▸ Exercise prompt
Rewrite the entries below as a Markdown table with two columns, No. and Line. Give each non-blank line its own row, numbered in order.
----
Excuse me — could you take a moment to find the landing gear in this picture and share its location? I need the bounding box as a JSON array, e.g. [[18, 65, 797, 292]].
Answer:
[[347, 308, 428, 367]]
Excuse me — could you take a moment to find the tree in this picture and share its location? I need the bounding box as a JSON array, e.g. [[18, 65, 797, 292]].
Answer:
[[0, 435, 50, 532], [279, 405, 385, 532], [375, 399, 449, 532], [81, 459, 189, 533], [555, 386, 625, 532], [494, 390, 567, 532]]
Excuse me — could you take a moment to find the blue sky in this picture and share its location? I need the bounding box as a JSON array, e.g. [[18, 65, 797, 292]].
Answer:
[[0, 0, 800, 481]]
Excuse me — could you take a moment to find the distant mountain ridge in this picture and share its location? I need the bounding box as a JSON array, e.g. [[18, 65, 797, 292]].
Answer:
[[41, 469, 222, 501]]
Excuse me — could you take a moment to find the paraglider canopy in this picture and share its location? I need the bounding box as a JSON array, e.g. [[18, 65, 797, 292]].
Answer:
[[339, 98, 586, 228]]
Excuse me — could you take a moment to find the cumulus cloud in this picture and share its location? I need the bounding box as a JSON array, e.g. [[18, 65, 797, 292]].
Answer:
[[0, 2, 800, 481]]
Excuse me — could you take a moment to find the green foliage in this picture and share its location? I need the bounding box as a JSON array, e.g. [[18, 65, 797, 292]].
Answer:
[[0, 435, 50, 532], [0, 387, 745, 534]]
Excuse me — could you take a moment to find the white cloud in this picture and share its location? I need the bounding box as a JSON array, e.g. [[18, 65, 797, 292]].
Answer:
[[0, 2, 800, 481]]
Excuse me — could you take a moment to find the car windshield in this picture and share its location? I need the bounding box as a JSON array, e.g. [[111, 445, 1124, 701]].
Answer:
----
▸ Task result
| No. | Line |
|---|---|
| 1 | Excuse me — could you take a moment to find the landing gear in this picture and share its location? I need the bounding box as a JSON array, e.g. [[18, 65, 797, 292]]. |
| 2 | Answer: |
| 3 | [[347, 308, 428, 367]] |
| 4 | Excuse me — could you take a moment to find the tree in this picture and share its location? I need the bounding box as a JSON array, e.g. [[18, 65, 797, 292]]. |
| 5 | Answer: |
| 6 | [[0, 435, 50, 532], [279, 405, 385, 532], [375, 399, 449, 532], [81, 459, 189, 533], [555, 386, 625, 532], [494, 390, 567, 532]] |
| 7 | Excuse me — could you take a moment to find the blue sky in this picture and share its location? I need the bounding box as a JSON array, e.g. [[18, 65, 797, 292]]. |
| 8 | Answer: |
| 9 | [[0, 0, 800, 481]] |
| 10 | Excuse me — could you take a moment to find the distant mountain ridge in this picture and share its location? I need the bounding box as a JSON array, e.g. [[18, 65, 797, 292]]. |
| 11 | Answer: |
| 12 | [[41, 469, 222, 501]] |
| 13 | Excuse me — could you take a moment to find the paraglider canopy in this picture and share its location? I need the bounding box as a JSON array, e.g. [[18, 65, 797, 292]]. |
| 14 | Answer: |
| 15 | [[339, 98, 586, 228]] |
| 16 | Excuse me — could you take a moment to find the cumulus cloud in this picture and share its location? I need the bounding box as a JSON array, e.g. [[18, 65, 797, 292]]. |
| 17 | Answer: |
| 18 | [[0, 2, 800, 481]] |
| 19 | Excuse me — could you take a moment to find the green foliage in this picture and share its location? I need the bounding box as a JSON array, e.g. [[18, 65, 797, 292]]. |
| 20 | Answer: |
| 21 | [[0, 435, 50, 532], [0, 387, 745, 534]] |
| 22 | Excuse me — could you take a moment to find the white cloud in this picture and share its location? I need the bounding box as a JSON array, e.g. [[18, 65, 797, 292]]. |
| 23 | Answer: |
| 24 | [[0, 2, 800, 481]] |
| 25 | Excuse me — could you take a moment to find the car windshield in this picture and share its location? I need the bounding box as a JSON array, e.g. [[111, 445, 1124, 701]]. |
| 26 | Answer: |